▶ **Required task**:
Return the lines beginning at the one that contains "Please place a point on the red canopy" and continuing to the end of the entries, including both ends, exactly as written and nothing else.

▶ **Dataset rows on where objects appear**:
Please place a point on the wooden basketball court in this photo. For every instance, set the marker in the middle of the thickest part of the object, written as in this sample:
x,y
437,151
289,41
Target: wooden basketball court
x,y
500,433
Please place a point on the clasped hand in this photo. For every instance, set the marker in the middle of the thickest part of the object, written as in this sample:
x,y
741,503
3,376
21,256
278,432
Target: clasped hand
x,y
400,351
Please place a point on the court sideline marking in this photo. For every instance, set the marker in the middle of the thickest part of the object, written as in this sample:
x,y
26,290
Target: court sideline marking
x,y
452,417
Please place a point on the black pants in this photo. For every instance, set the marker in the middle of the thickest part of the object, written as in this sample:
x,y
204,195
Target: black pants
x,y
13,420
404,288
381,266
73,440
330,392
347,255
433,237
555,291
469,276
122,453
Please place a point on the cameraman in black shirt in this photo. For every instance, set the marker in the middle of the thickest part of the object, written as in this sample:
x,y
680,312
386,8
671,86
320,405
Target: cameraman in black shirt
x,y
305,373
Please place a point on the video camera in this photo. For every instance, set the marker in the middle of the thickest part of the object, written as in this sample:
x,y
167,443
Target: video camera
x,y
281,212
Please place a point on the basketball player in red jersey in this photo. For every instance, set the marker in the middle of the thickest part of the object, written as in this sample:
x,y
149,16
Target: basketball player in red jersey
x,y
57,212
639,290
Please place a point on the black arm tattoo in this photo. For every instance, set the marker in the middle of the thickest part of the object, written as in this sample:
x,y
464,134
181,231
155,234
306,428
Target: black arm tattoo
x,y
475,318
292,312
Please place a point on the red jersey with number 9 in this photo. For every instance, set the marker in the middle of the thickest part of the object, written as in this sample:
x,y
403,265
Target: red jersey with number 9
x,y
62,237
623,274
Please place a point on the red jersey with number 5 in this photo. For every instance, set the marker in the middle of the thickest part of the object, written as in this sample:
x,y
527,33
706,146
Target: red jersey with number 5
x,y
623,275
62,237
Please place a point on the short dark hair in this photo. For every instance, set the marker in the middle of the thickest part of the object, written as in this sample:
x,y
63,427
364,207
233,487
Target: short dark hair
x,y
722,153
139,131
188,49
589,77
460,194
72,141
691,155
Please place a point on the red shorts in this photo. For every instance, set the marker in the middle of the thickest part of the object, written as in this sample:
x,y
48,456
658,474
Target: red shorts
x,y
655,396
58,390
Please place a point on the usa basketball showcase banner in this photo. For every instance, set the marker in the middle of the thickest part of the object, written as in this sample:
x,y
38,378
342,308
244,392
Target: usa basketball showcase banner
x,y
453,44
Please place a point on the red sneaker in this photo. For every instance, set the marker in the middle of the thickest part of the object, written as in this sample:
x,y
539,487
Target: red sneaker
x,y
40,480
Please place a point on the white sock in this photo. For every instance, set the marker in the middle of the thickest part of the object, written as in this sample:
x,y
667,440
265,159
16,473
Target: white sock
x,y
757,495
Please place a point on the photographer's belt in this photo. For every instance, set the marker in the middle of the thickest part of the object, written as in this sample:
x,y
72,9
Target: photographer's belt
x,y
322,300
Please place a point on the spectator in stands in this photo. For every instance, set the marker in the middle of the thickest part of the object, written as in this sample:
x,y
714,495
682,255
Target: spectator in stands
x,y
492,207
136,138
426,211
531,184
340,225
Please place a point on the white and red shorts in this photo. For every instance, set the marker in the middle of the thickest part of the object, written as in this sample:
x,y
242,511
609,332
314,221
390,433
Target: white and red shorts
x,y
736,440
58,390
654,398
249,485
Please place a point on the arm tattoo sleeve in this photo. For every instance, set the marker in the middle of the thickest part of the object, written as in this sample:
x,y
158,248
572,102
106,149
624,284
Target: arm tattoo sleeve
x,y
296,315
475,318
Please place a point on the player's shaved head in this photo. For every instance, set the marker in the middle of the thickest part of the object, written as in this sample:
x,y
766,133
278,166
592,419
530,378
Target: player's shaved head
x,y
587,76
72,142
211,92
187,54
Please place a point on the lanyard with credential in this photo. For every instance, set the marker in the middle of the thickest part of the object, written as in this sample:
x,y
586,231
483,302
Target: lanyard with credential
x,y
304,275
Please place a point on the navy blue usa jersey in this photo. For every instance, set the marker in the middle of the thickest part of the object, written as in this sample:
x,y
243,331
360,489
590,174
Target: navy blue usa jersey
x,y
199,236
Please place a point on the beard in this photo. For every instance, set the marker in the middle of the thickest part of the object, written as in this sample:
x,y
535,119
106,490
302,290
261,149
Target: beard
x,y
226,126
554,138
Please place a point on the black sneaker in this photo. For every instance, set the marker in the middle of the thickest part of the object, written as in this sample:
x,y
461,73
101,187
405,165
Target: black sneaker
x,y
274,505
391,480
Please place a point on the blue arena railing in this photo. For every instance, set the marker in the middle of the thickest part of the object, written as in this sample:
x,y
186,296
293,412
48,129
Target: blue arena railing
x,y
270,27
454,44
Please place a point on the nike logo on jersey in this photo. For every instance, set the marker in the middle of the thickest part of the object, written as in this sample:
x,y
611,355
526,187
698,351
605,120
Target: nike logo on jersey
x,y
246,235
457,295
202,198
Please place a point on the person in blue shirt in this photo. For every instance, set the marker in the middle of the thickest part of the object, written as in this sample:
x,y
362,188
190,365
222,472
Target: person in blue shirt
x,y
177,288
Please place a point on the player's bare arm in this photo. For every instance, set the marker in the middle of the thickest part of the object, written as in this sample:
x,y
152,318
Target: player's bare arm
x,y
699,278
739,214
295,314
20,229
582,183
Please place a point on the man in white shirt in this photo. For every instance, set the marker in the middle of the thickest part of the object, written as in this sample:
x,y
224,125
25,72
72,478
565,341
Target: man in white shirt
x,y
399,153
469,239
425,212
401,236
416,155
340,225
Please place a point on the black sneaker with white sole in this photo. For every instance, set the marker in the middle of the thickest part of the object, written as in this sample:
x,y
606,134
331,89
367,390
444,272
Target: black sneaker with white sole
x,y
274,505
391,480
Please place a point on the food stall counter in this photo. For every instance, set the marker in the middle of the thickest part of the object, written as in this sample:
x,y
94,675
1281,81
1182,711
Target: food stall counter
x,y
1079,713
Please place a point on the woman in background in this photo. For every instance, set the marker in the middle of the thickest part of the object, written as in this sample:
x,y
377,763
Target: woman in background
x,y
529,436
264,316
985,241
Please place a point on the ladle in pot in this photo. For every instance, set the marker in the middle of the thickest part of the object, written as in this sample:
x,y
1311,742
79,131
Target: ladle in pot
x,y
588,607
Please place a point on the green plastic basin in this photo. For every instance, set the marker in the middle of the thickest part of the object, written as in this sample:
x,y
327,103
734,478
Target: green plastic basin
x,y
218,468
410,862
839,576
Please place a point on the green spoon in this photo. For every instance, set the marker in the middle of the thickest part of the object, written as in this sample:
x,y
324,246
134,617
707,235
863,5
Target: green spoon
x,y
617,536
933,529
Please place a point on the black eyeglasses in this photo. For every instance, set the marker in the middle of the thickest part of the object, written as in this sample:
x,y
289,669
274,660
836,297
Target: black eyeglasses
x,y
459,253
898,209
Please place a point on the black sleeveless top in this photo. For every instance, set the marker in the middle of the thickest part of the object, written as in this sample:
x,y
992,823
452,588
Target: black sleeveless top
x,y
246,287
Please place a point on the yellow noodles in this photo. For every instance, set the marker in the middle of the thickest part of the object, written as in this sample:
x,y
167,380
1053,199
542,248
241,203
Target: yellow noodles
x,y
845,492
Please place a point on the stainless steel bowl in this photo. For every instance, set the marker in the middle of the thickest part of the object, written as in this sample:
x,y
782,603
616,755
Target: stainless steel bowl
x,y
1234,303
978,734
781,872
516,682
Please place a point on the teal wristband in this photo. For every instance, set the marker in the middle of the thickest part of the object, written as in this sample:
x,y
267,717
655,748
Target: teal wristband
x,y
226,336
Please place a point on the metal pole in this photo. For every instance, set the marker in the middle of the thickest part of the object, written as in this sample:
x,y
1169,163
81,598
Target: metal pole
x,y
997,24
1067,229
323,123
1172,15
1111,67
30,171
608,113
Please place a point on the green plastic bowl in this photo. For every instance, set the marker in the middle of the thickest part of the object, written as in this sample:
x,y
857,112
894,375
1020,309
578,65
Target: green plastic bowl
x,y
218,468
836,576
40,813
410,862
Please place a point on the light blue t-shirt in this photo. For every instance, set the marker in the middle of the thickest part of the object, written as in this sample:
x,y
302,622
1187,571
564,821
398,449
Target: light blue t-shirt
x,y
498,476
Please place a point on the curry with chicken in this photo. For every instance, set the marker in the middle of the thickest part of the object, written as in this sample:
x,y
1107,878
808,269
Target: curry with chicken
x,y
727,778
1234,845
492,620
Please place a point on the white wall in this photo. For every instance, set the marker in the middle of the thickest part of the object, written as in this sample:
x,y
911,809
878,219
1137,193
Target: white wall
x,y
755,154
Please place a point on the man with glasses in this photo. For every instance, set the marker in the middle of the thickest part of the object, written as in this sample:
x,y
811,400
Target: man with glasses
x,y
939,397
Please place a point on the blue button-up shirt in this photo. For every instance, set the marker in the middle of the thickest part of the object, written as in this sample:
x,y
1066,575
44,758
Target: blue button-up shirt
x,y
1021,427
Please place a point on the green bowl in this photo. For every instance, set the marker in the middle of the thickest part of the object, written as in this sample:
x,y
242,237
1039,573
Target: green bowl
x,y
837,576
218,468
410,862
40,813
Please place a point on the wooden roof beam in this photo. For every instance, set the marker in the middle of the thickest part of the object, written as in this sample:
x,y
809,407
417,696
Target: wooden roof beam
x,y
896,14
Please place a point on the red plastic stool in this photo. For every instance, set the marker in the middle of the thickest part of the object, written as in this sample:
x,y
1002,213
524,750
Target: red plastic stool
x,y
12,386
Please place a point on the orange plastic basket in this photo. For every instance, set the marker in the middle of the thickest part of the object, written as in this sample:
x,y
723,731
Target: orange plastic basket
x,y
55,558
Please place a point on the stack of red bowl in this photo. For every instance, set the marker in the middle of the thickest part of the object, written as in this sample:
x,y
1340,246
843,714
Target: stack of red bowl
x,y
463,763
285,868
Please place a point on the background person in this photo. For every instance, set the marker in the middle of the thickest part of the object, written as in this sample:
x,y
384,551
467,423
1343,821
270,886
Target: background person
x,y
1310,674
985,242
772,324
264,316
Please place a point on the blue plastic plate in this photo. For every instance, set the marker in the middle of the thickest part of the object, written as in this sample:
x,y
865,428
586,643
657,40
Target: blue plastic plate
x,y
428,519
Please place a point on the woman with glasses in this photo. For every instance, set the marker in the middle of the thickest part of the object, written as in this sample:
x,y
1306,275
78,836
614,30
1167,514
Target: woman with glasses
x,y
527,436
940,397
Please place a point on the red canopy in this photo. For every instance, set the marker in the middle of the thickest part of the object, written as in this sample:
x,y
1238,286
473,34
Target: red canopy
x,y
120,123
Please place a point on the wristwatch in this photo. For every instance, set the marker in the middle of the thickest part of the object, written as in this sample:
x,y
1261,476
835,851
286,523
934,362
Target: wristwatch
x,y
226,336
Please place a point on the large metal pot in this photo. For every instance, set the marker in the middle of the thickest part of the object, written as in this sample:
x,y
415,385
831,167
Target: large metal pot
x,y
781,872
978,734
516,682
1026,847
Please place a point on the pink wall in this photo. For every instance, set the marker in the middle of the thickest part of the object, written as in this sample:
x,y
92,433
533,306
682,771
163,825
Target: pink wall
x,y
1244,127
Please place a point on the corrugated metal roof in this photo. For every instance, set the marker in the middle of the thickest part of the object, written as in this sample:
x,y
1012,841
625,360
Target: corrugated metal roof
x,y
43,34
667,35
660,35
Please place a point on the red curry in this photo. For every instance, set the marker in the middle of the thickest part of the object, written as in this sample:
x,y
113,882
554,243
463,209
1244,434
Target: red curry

▶ **Full answer**:
Please place a point on the red canopy in this photo. For every instance, set the marker in the middle of the thickest part of the object, written as in this sample:
x,y
1238,286
473,34
Target: red canopy
x,y
120,123
Please place a point on the wristwatch in this photo. For every instance, set the marker in the middle of the thickest part of the object, written as in this sample:
x,y
1261,476
835,851
286,523
934,362
Target: wristwatch
x,y
226,336
Please place a point on the large metal pot in this photo. For every instance, set the marker in the middle of the thickest part of the object, written as in this sample:
x,y
415,385
831,167
Target: large metal pot
x,y
781,872
978,734
516,682
1026,847
Please place a point on the pink wall in this photo. For every instance, set the marker in the middle of the thickest part of the object, written as in this sample:
x,y
92,433
533,306
682,771
163,825
Target: pink wall
x,y
1244,127
Please place a point on the corrugated metal roof in this photo. For every instance, set the marker in the middle of the thickest part of the object, written as in this sample:
x,y
1012,841
625,360
Target: corrugated metal roof
x,y
43,34
667,35
660,35
Please place a point on the red curry in this photo. For every instance, set the marker in the middle of the thickest part of the object, written as in this sample:
x,y
113,882
554,243
463,209
1244,434
Target: red curry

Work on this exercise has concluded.